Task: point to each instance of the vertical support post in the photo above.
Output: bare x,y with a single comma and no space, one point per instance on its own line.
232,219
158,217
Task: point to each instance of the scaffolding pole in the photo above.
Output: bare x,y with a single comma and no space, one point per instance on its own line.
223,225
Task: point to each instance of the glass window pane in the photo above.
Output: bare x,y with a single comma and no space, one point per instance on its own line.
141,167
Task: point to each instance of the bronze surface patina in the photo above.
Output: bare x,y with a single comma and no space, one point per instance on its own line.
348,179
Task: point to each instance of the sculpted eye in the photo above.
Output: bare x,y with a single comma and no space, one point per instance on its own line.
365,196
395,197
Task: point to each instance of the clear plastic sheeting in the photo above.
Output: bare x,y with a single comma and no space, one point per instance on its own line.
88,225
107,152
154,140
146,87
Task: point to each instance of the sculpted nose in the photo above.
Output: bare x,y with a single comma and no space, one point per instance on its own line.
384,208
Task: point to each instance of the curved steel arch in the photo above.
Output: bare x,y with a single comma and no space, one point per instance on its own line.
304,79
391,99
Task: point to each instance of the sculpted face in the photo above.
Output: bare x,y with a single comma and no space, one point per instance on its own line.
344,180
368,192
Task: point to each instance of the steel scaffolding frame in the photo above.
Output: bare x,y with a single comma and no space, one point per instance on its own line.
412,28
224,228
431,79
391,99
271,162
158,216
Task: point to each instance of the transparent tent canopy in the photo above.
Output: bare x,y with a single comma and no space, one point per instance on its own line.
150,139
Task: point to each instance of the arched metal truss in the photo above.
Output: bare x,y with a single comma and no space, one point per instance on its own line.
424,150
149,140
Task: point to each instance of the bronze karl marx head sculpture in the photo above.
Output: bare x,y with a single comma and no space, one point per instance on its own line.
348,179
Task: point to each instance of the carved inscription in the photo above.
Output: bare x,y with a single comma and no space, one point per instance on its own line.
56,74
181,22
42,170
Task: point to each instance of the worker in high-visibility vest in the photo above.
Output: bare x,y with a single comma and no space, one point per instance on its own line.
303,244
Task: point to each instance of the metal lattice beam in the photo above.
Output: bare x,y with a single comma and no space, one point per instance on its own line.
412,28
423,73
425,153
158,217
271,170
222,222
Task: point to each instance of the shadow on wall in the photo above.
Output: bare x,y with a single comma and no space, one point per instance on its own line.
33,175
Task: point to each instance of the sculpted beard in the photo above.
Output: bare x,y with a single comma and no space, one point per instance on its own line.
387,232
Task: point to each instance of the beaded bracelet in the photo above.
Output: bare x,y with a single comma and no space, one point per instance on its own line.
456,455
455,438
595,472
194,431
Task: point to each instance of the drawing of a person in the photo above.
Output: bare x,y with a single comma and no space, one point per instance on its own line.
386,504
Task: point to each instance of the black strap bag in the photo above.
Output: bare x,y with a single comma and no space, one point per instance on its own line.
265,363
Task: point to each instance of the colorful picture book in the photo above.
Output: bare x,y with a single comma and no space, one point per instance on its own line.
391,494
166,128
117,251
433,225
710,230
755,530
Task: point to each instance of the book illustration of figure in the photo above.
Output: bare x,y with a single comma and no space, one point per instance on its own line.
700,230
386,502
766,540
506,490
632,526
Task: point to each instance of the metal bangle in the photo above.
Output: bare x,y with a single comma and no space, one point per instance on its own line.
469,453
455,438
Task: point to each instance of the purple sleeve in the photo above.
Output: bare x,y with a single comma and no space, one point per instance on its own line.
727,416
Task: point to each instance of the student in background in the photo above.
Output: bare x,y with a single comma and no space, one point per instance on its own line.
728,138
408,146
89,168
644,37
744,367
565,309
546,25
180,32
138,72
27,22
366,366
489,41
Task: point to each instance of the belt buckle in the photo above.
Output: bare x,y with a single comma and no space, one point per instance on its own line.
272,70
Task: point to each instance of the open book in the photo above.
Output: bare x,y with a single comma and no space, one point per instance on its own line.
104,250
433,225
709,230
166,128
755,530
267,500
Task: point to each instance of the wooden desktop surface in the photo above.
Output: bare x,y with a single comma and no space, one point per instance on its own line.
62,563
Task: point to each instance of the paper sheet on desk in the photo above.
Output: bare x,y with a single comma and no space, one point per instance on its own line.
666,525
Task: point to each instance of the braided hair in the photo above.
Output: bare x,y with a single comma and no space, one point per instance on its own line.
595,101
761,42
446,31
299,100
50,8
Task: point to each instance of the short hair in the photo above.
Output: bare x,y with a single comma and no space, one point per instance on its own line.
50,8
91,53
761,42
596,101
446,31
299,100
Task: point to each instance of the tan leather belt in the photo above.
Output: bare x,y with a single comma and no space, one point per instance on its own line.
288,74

> [TASK]: Would you reproduce the whole listing exactly as it stands?

> [COMPLETED TASK]:
Task: point to each instance of the vertical support post in the photo above.
Output: bare x,y with a single comma and no space, one point per instance on its own line.
232,219
158,217
Task: point to each instance of the scaffolding pole in the photo above.
Output: bare x,y with a single comma and no space, one point per instance on its own line.
223,225
Task: point to each instance of the glass window pane in the photo above.
Output: bare x,y with a single comma and no space, one point per instance on its own line.
141,167
Task: point to each instance of the bronze surface patina in the photo above.
Output: bare x,y with a single comma and no space, one point per instance on its own line.
348,179
Task: point to each instance of the sculpted eye in the photo above.
Output: bare x,y with a single comma and no space, one point per instance on its own line.
365,196
395,197
Task: point to each instance of the clear plastic sheeting in the photo above.
Output: bare x,y with a single comma and no space, one point per instance on its own line.
88,225
107,152
154,140
146,87
Task: point to each instance of the sculpted nose in the photo above.
Output: bare x,y with a single comma and no space, one point per instance on its own line.
384,208
Task: point to each instance of the curved steel arch in the photo above.
Output: bare x,y with a single comma and no space, one point per instance on its own line.
304,79
391,99
Task: point to each instance of the sculpted face in the photo above.
Output: bare x,y with a single comma and no space, one point per instance on its own line.
344,180
368,192
Task: point to each instance of the steel scaffolding frame in the photo above.
Output: bare x,y with a single comma and no space, one point per instance on its own line.
412,28
224,228
431,79
391,99
271,162
158,216
Task: point to each instance of the transparent tent canopy in the photo above.
Output: bare x,y with a single comma and no space, one point per instance on its own line.
150,139
Task: point to each instance of the arched metal truss in the photo above.
Output: bare x,y with a single comma and no space, one point per instance on its own line.
424,150
149,140
Task: point to each instance of the bronze karl marx head sculpture in the photo above.
Output: bare x,y with a single comma and no space, one point per instance on its own line.
348,179
Task: point to each instance of the carved inscription in the photo above.
Output: bare x,y with a single comma and no space, one point per instance on its own line.
56,74
181,22
42,170
Task: point to each instance of the worker in high-visibility vest in the photo above.
Output: bare x,y with a single comma and no space, one point per instance on its own line.
303,244
Task: point to each instance of the metal lattice beam in the photo above.
Output: bare x,y with a single comma and no space, one point per instance on its own line.
412,28
423,73
425,153
158,217
271,170
222,222
Task: point to each instance of the shadow on wall in the photo above.
Output: bare x,y with a single comma and no space, one point per instance on its own line.
33,175
Task: point to each instance of the sculpted beard in the photo above.
Output: bare x,y with a single comma and no space, one point per instance on its own line.
387,232
Task: point to each instance of the beaded bracelet in the photo above.
Output: bare x,y with a single comma and no space, one point per instance on its own line.
456,455
455,438
595,472
194,431
Task: point to each instance of the drawing of a person in the photo above.
Output: bare x,y with a single comma and no space, one point per instance on its own line.
386,504
Task: point to each instance of the black strap bag in the photo above.
Output: bare x,y with a single comma and no space, one point per instance on its own line.
265,363
Task: point to each instance of the colorful picture book in the photo above.
Output: bare x,y with a single comma and no space, one point per instance on its own line.
391,494
166,128
117,251
433,225
710,230
755,530
Task: point to each instance of the book illustration of figure in the photo above.
Output: bare x,y with a single comma and no space, one point per instance on its own line.
700,230
386,502
766,540
506,490
632,526
Task: point to each instance of the metal bangle in the photo above.
Output: bare x,y with a single comma and no space, one point per instance on its own line.
469,453
455,438
Task: point to each instance of the purple sleeve in the photo above.
Output: bare x,y with a single comma and no space, one point per instance on its own line.
727,416
Task: point to each instance of the student in background in the photo above.
Output: bare x,y with a single comma and no space, one point per instance on its own line.
728,138
408,146
89,168
644,37
744,367
565,309
546,25
180,32
138,72
27,22
366,366
489,41
Task: point to each instance of the belt buckle in the photo above.
Output: bare x,y with a single comma and no space, one point per instance on its own line.
272,70
Task: point to each instance of the open book in the photo above.
Output: bare x,y with a single comma and no space, one point per instance on its own line.
104,250
433,225
709,230
166,128
755,530
267,500
Task: point to each instance of the wooden desktop surface in the photo above.
Output: bare x,y with a single comma and no space, one point per instance on its own line.
62,563
Task: point to each instance of the paper sheet on desk in the photo above.
Output: bare x,y with a single comma and no space, one point per instance on its own line.
666,525
Task: point to each instance of the braided hair in the photo above.
Output: bare x,y with a single comma and no space, one point per instance on its own line.
595,101
761,42
446,31
299,100
50,8
Task: point to each instance of the short hair in the photo above.
Output: bare x,y with a single comma and no space, one point per instance on its own line.
50,8
91,53
761,42
596,101
446,31
299,100
Task: point to each instance of the tan leather belt in the photo above.
Output: bare x,y with a single comma and no space, one point per instance on its own line.
288,74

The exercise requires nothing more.